• [Source document]:
++++

Meanwhile, similar proposed bans have been strongly criticized by experts and community leaders. These experts include four scientific researchers at Great Britain’s University of Oxford who argued against just such a shutdown on international wildlife trade in their article “Coronavirus: why a blanket ban on wildlife trade would not be the right response.” That article was published on the website “The Conversation,” a nonprofit, independent news organization dedicated to unlocking the knowledge of experts for the public good.

The University of Oxford researchers note that such calls for widespread, all-inclusive bans on wildlife trade over Covid-19 concerns “are unfeasible because they overlook the complexity of the wildlife trade. The COVID-19 outbreak should not be used opportunistically to prescribe global wildlife trade policy. A more appropriate response would be to improve wildlife trade regulation with a direct focus on human health.”

As the article noted, enforcement of such bans is near impossible. In many instances, the trade would undoubtedly go underground and therefore operate without any current regulations and safeguards. More importantly, such bans would also cause huge economic problems for the people who rely on wildlife for their livelihoods and economic security.

Additionally, an open letter sent to the World Health Organization and the United Nations Environment Program by over 300 signatories asked both organizations not to support such wildlife trade bans. The signatories of the letter included scores of African- based conservation and community organizations. As the letter read, “Wet markets (not all of which sell wild meat) provide invaluable food security; billions of people worldwide trade or consume wild meat and rely on wildlife use for livelihoods, while diseases are transmitted from livestock as well as wildlife.”

The petition could devastate hunting in many countries that rely on legal, regulated hunting to fund and sustain their national conservation programs. Hunted species are already highly regulated, with safeguards and laws in place to ensure ethical and healthy practices for both the animals and hunters. These controls are monitored and administered by local, state, national, and even international wildlife authorities. For hunting trophies in particular, most exports are accompanied by veterinary inspection certificates. For species of conservation concern, import or export permits ensure the trade is legal and sustainable and must prove benefits to the hunted species.

++++

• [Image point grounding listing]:

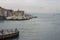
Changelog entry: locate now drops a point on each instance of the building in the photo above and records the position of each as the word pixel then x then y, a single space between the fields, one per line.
pixel 9 12
pixel 1 11
pixel 19 13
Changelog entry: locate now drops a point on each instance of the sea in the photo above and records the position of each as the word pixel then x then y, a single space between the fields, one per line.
pixel 44 27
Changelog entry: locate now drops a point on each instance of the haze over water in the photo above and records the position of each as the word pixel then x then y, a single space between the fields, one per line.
pixel 45 27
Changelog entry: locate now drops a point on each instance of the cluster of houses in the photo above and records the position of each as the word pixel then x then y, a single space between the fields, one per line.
pixel 11 14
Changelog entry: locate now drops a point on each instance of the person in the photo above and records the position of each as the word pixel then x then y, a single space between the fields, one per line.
pixel 16 30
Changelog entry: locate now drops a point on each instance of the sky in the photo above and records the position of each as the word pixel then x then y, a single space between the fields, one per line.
pixel 32 6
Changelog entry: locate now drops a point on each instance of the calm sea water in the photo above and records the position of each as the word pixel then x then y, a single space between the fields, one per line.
pixel 45 27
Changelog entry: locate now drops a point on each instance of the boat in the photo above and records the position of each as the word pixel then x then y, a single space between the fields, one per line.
pixel 5 34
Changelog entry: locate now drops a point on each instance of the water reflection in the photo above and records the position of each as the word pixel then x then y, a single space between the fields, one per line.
pixel 46 27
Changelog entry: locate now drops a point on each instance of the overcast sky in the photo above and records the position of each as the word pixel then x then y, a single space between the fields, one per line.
pixel 32 6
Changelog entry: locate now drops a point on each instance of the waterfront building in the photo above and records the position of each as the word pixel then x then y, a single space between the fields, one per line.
pixel 9 12
pixel 19 13
pixel 1 11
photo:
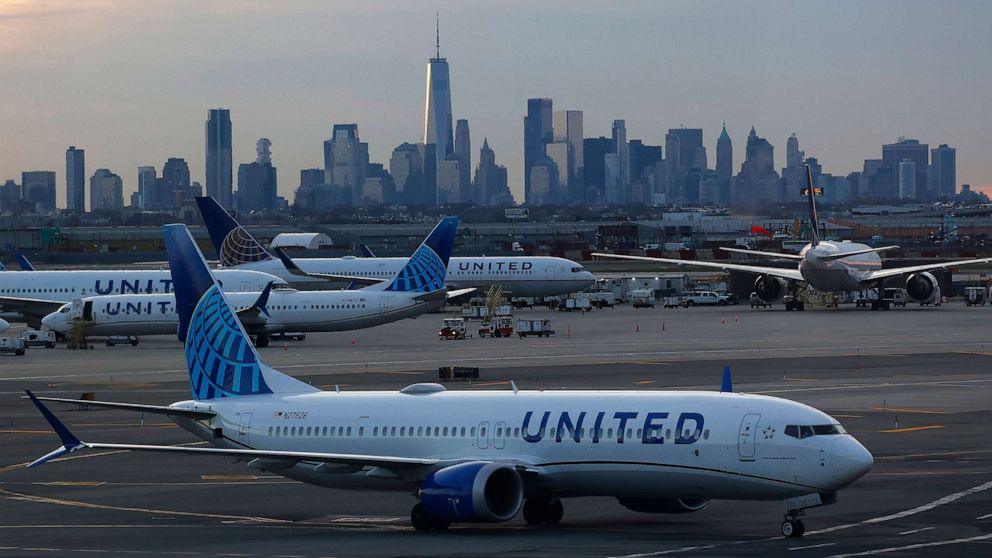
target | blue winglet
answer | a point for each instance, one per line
(70, 442)
(24, 263)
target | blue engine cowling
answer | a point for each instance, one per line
(477, 491)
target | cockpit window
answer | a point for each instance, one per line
(802, 431)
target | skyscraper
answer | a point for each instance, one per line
(437, 112)
(38, 190)
(220, 165)
(146, 187)
(463, 150)
(106, 191)
(346, 160)
(75, 179)
(943, 161)
(724, 154)
(918, 153)
(567, 128)
(538, 131)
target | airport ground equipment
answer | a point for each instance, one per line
(15, 345)
(539, 328)
(38, 338)
(452, 329)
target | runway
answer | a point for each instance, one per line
(912, 385)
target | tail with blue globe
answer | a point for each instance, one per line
(427, 268)
(221, 359)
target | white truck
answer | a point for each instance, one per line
(694, 298)
(540, 328)
(12, 345)
(642, 298)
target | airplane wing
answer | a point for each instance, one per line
(785, 273)
(897, 271)
(30, 306)
(71, 443)
(295, 270)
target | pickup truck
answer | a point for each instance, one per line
(694, 298)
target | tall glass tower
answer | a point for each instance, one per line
(219, 164)
(437, 113)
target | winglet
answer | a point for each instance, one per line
(70, 442)
(24, 263)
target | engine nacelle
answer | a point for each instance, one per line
(477, 491)
(921, 286)
(770, 289)
(664, 505)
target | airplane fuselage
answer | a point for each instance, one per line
(614, 443)
(519, 276)
(843, 274)
(288, 310)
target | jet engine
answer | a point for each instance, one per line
(476, 491)
(664, 505)
(921, 286)
(770, 289)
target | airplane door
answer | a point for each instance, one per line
(499, 437)
(747, 437)
(244, 429)
(483, 438)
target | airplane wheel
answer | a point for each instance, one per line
(793, 528)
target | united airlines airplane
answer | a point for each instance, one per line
(519, 275)
(278, 310)
(36, 294)
(485, 456)
(826, 266)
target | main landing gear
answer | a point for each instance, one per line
(543, 511)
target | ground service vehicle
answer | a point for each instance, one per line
(453, 328)
(540, 328)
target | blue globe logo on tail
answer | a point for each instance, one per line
(221, 360)
(427, 268)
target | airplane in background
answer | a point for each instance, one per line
(485, 456)
(826, 266)
(518, 275)
(32, 295)
(418, 288)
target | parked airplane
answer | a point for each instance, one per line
(483, 456)
(34, 294)
(418, 288)
(519, 275)
(826, 266)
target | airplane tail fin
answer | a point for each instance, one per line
(427, 268)
(812, 191)
(219, 354)
(24, 263)
(233, 243)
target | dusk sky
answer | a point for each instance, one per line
(131, 81)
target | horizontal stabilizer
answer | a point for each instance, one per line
(761, 253)
(856, 253)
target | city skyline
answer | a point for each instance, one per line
(814, 79)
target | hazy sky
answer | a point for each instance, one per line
(130, 81)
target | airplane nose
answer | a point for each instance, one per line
(850, 459)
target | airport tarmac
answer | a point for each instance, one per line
(911, 384)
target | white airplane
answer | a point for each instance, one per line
(35, 294)
(485, 456)
(826, 266)
(519, 275)
(418, 288)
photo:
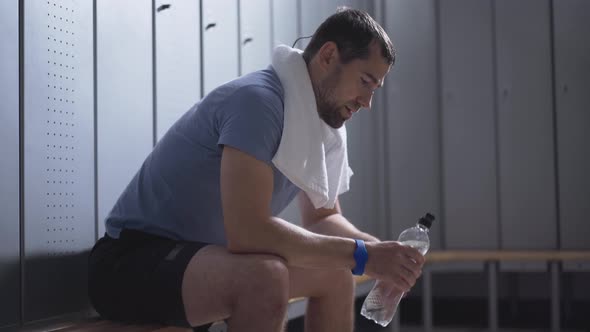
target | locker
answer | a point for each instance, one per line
(468, 135)
(178, 60)
(525, 125)
(572, 65)
(9, 165)
(59, 219)
(313, 13)
(124, 96)
(412, 117)
(285, 22)
(220, 43)
(255, 31)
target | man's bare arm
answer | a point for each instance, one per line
(246, 193)
(329, 221)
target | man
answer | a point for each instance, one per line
(194, 238)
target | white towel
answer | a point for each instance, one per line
(311, 154)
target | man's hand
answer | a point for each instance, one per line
(390, 260)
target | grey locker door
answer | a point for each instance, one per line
(255, 33)
(178, 61)
(572, 66)
(220, 43)
(124, 96)
(313, 13)
(284, 17)
(468, 131)
(9, 165)
(59, 225)
(412, 117)
(525, 125)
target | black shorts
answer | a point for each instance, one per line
(138, 277)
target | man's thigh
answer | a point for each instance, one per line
(215, 280)
(320, 282)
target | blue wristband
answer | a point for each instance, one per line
(360, 256)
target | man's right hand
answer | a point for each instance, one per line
(391, 260)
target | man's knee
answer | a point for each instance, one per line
(267, 282)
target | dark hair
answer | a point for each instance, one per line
(353, 31)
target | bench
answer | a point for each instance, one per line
(491, 259)
(96, 324)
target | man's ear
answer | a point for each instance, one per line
(328, 54)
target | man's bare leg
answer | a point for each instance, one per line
(331, 298)
(251, 290)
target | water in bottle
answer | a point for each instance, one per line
(383, 300)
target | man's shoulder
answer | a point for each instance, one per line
(263, 84)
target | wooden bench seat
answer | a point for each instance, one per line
(442, 256)
(95, 324)
(491, 260)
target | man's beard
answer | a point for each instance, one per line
(328, 109)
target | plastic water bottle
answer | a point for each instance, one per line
(383, 300)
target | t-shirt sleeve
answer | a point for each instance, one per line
(251, 120)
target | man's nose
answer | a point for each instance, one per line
(365, 101)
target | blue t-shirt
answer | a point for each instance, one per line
(176, 192)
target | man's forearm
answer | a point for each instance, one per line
(338, 225)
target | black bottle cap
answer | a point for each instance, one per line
(427, 220)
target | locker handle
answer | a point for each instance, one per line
(163, 7)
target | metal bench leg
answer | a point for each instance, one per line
(493, 296)
(555, 313)
(427, 299)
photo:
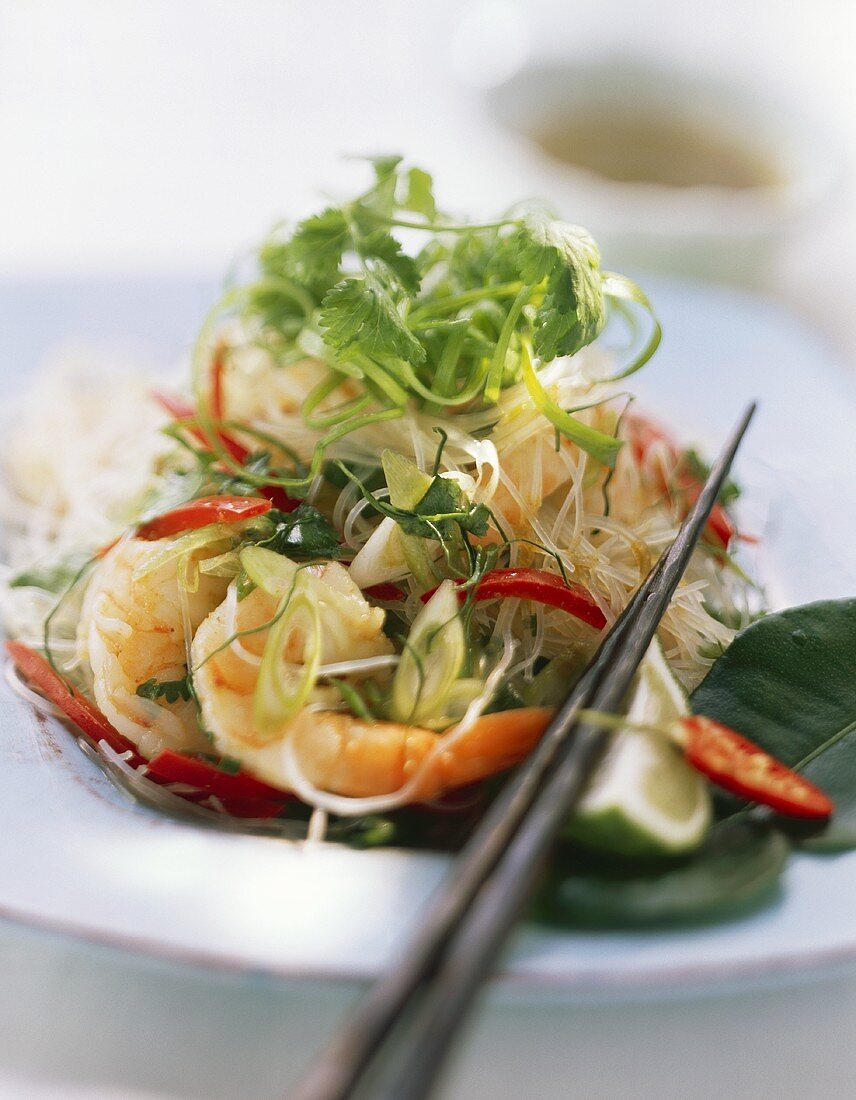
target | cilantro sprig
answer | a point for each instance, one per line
(413, 308)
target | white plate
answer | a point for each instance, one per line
(76, 855)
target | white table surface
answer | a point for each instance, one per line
(162, 138)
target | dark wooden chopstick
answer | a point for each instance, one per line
(473, 911)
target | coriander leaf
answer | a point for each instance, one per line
(302, 534)
(169, 690)
(446, 499)
(442, 508)
(318, 243)
(358, 314)
(419, 195)
(572, 311)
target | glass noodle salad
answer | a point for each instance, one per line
(350, 571)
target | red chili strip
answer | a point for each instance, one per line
(202, 512)
(74, 705)
(172, 767)
(541, 586)
(182, 410)
(737, 765)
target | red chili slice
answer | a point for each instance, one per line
(182, 410)
(383, 591)
(207, 509)
(172, 767)
(541, 586)
(74, 705)
(737, 765)
(644, 436)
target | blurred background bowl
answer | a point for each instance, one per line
(673, 171)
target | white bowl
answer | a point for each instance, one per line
(717, 231)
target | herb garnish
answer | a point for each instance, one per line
(453, 322)
(171, 691)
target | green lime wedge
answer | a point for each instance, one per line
(645, 800)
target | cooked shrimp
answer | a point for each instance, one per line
(348, 756)
(226, 679)
(132, 629)
(329, 749)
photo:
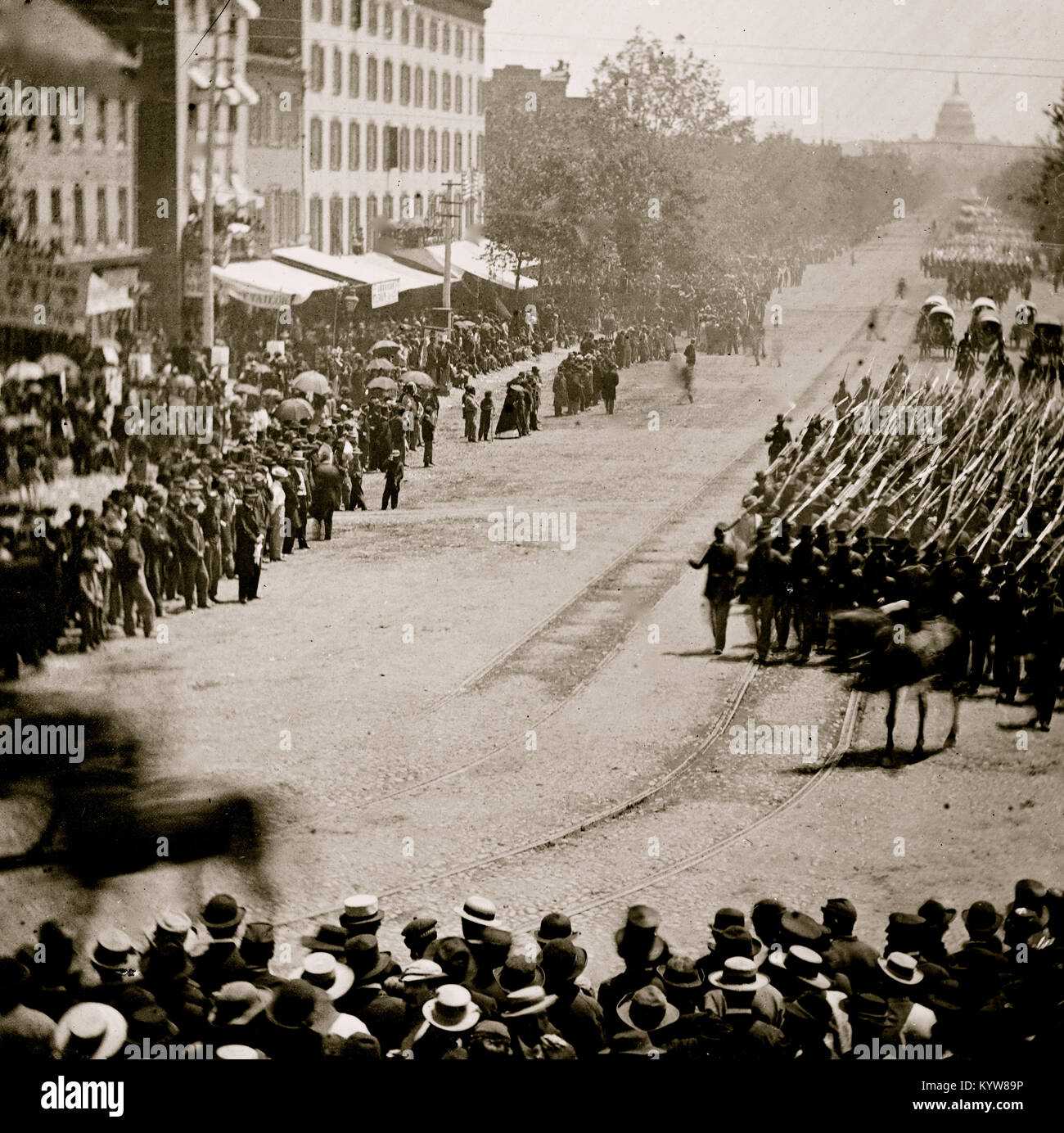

++++

• [What you should do]: Pick up the text on proposed wildlife trade bans after its final sentence and carry it forward. The listing above stands apart from the text about wildlife trade bans and is unrelated material.

• [Reply to the task]:
Some of the largest threats to wildlife and biodiversity are habitat destruction and illegal poaching. For rural communities that live alongside wildlife and use scarce natural resources, there must be an incentive to protect habitats and local biodiversity, which often comes at a great cost to their livelihoods. Hunting and the sustainable use of wildlife resources create massive revenue and livelihood incentives that encourage habitat protection and reduce illegal poaching or retaliatory killing.

Adoption of this petition sent to USFWS would be devastating for both humans and wildlife because it would effectively erase those incentives for wildlife species and wildlife conservation by blocking off one of the world’s largest import markets. Fortunately, the petition request made by the above-mentioned animal rights groups is not legally supported by the Lacey Act of 1900, a U.S. law that combats the trafficking of illegally taken fish, plants, and wildlife, or the Convention on International Trade in Endangered Species, the two major laws governing wildlife. But despite the lack of legal or scientific support, the petitioners and similar organizations who value their ideology over the well-being of wildlife and people will undoubtedly continue to seek to obtain greater restrictions on legal, regulated wildlife trade.

“SCI will continue to fight against this petition and any similar attacks on sustainable-use conservation,” Hamberlin vowed. “SCI truly is First for Hunters, and we will vigorously oppose all such attacks on hunting and wildlife conservation in the United States and across the globe.”